■ YOUR GOAL
The lines wanted are those from the one containing "Target: man in dark suit" to the last line of the entries below; output them exactly, leaving out pictures.

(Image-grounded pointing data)
- - - - -
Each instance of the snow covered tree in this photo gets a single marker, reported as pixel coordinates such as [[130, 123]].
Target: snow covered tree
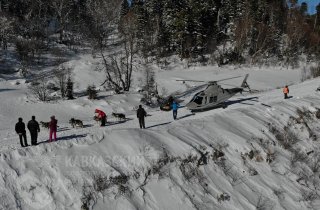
[[69, 88], [92, 92]]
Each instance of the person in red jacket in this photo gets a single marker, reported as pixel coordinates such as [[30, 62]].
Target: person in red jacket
[[285, 91], [53, 128], [101, 116]]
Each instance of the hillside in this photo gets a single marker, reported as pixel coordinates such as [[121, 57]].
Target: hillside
[[262, 149]]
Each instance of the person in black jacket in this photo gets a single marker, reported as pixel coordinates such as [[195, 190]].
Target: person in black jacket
[[21, 130], [34, 128], [141, 114]]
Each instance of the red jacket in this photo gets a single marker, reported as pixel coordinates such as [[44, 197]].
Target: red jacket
[[101, 114], [53, 124]]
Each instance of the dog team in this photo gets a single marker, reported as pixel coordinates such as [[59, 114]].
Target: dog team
[[34, 128]]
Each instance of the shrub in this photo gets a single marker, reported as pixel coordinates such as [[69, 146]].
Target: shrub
[[92, 92]]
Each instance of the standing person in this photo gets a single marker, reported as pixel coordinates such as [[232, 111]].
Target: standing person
[[175, 107], [21, 130], [53, 128], [286, 91], [34, 128], [101, 116], [141, 114]]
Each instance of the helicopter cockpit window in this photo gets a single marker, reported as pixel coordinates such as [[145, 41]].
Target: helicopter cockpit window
[[198, 99]]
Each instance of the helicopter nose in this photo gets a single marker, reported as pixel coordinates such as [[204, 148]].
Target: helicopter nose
[[191, 105]]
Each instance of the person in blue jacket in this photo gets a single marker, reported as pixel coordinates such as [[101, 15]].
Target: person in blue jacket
[[175, 106]]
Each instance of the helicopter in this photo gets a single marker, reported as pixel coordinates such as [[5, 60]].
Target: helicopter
[[212, 96]]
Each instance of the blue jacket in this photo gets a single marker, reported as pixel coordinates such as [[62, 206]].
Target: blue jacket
[[175, 106]]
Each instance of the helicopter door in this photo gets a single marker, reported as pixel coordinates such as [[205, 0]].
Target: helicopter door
[[198, 100], [213, 99]]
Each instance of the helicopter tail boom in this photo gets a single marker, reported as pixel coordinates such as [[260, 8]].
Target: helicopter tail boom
[[244, 82]]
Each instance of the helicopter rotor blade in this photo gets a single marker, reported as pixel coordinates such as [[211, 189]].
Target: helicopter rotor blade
[[190, 91], [189, 80], [227, 78]]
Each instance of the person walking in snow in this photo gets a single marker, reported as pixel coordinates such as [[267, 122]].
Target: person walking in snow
[[53, 128], [141, 114], [34, 129], [285, 91], [21, 131], [175, 106], [101, 116]]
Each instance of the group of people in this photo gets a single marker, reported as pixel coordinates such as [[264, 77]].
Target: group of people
[[34, 129]]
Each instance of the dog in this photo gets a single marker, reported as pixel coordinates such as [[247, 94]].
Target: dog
[[76, 123], [45, 124], [97, 119], [119, 116]]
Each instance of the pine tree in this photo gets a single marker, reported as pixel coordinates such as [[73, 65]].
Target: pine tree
[[124, 8], [303, 8], [69, 89], [92, 92]]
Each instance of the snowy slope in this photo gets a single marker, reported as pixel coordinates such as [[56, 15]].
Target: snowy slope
[[123, 167]]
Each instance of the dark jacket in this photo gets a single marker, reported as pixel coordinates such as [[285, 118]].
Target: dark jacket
[[20, 127], [33, 126], [53, 124], [141, 113]]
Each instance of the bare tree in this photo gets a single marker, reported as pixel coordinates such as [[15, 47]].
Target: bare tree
[[61, 74], [102, 18], [6, 29], [62, 10]]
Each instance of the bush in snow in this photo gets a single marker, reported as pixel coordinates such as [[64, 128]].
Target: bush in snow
[[223, 197], [315, 71], [40, 90], [318, 114], [92, 92], [88, 197]]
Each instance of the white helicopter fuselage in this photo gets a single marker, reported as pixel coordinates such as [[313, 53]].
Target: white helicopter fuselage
[[213, 96]]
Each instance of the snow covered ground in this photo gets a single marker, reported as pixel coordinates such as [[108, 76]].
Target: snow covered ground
[[269, 151]]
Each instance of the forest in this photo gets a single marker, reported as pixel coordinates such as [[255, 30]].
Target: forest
[[217, 31]]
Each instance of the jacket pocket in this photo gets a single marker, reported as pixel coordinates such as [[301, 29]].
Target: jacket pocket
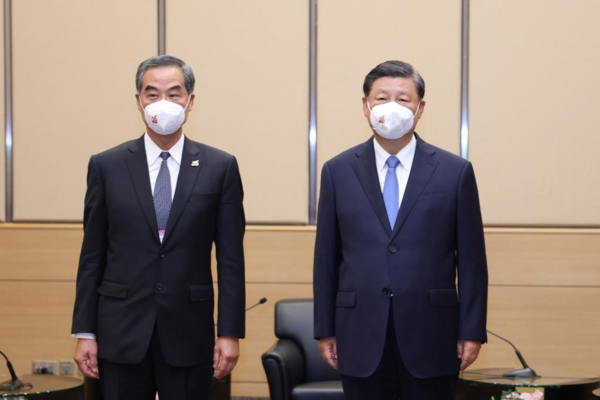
[[443, 297], [202, 293], [195, 197], [345, 299], [112, 289]]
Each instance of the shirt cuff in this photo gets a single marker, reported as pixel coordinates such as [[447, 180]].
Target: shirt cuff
[[84, 336]]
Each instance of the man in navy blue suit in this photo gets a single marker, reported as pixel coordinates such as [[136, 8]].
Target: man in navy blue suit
[[400, 274]]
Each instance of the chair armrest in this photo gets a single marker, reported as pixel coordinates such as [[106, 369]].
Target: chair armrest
[[284, 366]]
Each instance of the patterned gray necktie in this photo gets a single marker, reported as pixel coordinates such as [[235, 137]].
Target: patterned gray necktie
[[162, 195]]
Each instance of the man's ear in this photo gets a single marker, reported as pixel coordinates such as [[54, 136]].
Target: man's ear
[[421, 108], [191, 103], [137, 100], [366, 111]]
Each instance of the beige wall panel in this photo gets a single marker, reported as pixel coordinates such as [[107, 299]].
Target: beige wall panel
[[40, 253], [552, 327], [534, 102], [278, 255], [560, 259], [356, 36], [2, 145], [74, 68], [39, 327], [251, 65]]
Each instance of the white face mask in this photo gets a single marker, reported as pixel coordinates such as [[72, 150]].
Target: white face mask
[[391, 120], [164, 117]]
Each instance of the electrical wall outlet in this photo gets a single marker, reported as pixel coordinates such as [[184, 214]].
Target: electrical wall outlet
[[45, 367], [66, 367]]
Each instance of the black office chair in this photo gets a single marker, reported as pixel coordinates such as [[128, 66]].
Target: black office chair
[[294, 366]]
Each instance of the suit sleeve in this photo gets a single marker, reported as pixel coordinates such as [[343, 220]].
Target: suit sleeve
[[92, 260], [471, 260], [327, 259], [229, 241]]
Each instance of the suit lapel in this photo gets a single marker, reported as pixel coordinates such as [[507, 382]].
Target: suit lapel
[[366, 170], [420, 173], [185, 183], [137, 163]]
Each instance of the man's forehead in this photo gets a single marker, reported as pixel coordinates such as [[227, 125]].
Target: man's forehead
[[167, 74], [396, 84]]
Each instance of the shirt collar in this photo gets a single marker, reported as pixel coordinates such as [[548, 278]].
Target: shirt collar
[[153, 151], [406, 155]]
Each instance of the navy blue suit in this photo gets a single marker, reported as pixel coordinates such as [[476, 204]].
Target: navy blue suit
[[362, 265], [129, 282]]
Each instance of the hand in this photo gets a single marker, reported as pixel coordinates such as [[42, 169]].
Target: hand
[[328, 347], [225, 355], [86, 357], [468, 351]]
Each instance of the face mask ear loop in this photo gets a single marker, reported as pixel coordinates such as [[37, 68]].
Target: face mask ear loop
[[416, 112], [189, 99]]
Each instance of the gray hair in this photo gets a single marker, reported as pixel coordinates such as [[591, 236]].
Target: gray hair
[[394, 69], [165, 61]]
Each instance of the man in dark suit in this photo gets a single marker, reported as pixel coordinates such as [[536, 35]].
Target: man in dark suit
[[154, 207], [399, 221]]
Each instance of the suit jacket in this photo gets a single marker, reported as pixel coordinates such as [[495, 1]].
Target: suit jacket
[[128, 281], [360, 262]]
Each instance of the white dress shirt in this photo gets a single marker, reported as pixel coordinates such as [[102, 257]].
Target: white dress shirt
[[154, 161], [406, 157]]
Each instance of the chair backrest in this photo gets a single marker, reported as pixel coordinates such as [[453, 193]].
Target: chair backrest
[[294, 321]]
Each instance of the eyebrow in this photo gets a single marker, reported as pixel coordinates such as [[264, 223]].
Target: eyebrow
[[384, 91], [150, 87]]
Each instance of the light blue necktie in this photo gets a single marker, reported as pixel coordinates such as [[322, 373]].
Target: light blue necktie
[[391, 191], [162, 195]]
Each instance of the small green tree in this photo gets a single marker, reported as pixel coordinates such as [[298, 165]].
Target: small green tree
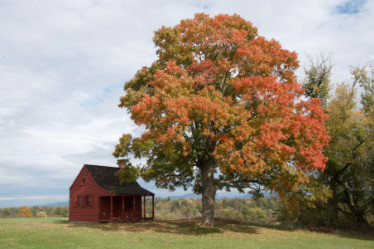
- - - - -
■ RESULT FOR THIS EXERCISE
Target: man in dark suit
[[154, 207], [399, 221]]
Each instance of the suit jacket in this photo gets a single marker, reported as pixel coordinates such as [[495, 1]].
Target: suit jacket
[[128, 281], [360, 262]]
Each instance of the white dress shirt in this photo gets a single marker, reported as pixel coordinates such as [[102, 257]].
Target: white dress shirt
[[154, 161], [406, 157]]
Each instance of the chair backrest in this photo gets a single marker, reported as pixel coordinates such as [[453, 193]].
Target: chair backrest
[[294, 321]]
Each instance of the eyebrow in this photo gets a single marker, reported as pixel coordinates such as [[264, 223]].
Target: eyebrow
[[384, 91], [150, 87]]
Each instance of the light blue necktie in this photo gets a single marker, reported as pixel coordinates such as [[322, 373]].
Target: light blue necktie
[[391, 191], [162, 195]]
Each instance of the small green tree in this photo gets a single marker, reported as pixel coordinates such as [[298, 165]].
Target: small green tree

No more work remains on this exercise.